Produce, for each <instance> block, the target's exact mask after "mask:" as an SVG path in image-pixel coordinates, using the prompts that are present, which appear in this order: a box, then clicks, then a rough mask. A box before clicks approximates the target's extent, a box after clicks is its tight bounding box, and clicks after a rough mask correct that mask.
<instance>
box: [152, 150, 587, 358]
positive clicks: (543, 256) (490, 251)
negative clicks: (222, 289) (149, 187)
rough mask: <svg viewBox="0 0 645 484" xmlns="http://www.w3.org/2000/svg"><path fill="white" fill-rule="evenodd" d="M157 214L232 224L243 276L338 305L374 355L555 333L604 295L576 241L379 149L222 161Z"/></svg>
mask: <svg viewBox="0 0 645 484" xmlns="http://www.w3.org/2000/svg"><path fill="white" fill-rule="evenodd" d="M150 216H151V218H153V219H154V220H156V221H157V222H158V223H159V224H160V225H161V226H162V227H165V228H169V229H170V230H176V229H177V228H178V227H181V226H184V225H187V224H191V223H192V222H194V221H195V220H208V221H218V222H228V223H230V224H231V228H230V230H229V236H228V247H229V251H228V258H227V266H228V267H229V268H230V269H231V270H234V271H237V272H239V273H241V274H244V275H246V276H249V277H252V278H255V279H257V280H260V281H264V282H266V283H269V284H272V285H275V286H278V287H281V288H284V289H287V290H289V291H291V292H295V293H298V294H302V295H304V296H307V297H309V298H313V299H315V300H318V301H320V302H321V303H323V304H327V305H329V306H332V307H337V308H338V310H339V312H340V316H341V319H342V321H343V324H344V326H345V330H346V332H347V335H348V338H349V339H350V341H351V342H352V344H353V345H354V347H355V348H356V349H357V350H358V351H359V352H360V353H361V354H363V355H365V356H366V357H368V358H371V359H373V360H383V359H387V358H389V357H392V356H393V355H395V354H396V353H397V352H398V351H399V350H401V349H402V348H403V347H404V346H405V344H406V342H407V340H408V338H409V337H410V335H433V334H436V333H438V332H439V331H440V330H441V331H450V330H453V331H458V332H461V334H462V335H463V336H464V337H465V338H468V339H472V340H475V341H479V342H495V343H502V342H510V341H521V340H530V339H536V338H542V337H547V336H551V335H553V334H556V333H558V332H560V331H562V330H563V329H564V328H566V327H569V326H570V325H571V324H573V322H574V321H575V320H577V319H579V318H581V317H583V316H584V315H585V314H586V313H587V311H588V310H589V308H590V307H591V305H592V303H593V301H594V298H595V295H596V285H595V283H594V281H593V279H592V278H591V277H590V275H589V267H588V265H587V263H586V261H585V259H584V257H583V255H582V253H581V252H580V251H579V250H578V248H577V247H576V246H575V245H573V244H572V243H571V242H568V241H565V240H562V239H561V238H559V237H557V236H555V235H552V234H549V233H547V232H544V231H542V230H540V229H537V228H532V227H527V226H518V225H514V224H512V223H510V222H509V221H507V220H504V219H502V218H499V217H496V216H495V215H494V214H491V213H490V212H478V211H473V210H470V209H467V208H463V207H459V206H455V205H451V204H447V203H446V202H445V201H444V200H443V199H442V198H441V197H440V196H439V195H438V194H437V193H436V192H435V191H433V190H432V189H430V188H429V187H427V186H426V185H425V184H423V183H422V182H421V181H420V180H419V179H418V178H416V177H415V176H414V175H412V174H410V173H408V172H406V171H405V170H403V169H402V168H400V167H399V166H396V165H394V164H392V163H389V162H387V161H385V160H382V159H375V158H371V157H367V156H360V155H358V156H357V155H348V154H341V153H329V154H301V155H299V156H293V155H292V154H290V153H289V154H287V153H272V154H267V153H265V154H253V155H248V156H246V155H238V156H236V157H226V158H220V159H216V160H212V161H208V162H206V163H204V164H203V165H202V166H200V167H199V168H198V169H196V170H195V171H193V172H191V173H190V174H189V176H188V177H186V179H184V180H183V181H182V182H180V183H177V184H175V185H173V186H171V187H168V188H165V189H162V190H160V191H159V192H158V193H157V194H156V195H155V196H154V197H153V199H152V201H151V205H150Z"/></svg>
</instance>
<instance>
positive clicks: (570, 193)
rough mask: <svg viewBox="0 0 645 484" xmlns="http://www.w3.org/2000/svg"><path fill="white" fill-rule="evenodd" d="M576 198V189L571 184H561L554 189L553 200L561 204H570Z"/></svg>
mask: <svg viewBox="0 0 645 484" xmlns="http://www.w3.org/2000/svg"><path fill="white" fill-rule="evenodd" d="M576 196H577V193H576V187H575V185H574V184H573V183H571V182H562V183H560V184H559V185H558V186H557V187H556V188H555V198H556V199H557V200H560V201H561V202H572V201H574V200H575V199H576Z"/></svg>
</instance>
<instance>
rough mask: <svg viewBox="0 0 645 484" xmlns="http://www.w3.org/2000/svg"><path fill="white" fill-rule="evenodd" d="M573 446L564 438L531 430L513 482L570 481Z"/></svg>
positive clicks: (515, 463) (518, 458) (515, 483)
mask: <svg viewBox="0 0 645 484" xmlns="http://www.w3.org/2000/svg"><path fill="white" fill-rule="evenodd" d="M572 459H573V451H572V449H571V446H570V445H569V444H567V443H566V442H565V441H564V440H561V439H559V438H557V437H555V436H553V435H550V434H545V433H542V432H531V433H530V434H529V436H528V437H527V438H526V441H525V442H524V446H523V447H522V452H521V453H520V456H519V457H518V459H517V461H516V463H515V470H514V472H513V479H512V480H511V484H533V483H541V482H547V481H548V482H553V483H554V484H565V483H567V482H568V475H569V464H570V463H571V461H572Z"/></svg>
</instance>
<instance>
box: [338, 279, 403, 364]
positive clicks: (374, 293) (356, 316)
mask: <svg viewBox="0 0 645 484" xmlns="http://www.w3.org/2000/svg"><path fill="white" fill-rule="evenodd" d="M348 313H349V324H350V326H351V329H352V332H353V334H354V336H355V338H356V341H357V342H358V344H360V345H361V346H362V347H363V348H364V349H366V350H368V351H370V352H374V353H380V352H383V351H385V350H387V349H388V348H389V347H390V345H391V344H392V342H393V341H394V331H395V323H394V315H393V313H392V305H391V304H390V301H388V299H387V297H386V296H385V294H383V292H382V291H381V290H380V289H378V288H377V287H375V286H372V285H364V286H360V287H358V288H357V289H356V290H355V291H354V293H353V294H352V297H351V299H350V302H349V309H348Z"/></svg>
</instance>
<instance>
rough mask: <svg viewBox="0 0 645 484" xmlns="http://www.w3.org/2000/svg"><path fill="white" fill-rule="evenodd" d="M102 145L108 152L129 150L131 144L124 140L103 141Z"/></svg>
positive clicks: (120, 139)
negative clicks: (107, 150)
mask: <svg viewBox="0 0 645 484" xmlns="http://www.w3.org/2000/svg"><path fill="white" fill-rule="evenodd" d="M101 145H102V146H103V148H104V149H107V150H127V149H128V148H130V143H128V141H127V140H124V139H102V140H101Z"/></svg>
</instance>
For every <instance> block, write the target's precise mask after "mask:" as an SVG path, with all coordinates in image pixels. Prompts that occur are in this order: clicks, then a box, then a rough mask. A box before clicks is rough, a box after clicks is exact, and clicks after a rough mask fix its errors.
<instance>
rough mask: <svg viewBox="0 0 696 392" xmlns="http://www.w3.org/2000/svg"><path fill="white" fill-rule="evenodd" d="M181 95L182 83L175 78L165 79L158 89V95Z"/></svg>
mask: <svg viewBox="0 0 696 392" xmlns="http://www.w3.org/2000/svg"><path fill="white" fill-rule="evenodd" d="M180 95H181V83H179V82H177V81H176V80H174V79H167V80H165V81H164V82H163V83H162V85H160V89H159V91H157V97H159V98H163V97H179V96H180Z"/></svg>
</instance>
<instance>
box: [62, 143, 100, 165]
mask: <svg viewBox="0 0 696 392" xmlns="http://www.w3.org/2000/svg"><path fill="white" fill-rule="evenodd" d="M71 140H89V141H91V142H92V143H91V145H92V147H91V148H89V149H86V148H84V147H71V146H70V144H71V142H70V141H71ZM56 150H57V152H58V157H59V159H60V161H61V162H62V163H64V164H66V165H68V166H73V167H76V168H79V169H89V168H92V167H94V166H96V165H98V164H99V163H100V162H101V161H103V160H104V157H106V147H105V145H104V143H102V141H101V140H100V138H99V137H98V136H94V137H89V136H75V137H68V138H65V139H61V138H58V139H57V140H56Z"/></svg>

* **THE PROBLEM**: Output, without any change, the records from their first line through the line containing "214L232 224L243 276L338", with both of those lines included.

* **RESPONSE TO THE TASK**:
Produce, for each <instance> block, the target's exact mask after "mask:" as an SVG path in image-pixel coordinates, using the prompts that are present, which appear in this order: a box, then clicks, then a rough mask. A box before clicks approximates the target's extent, a box after clicks is its tight bounding box, and clicks after a rough mask correct that mask.
<instance>
box: [152, 150, 587, 358]
positive clicks: (543, 256) (490, 251)
negative clicks: (222, 289) (149, 187)
rough mask: <svg viewBox="0 0 645 484" xmlns="http://www.w3.org/2000/svg"><path fill="white" fill-rule="evenodd" d="M157 214L232 224L243 276L338 305L374 355L555 333L604 295L576 241L379 149L222 161Z"/></svg>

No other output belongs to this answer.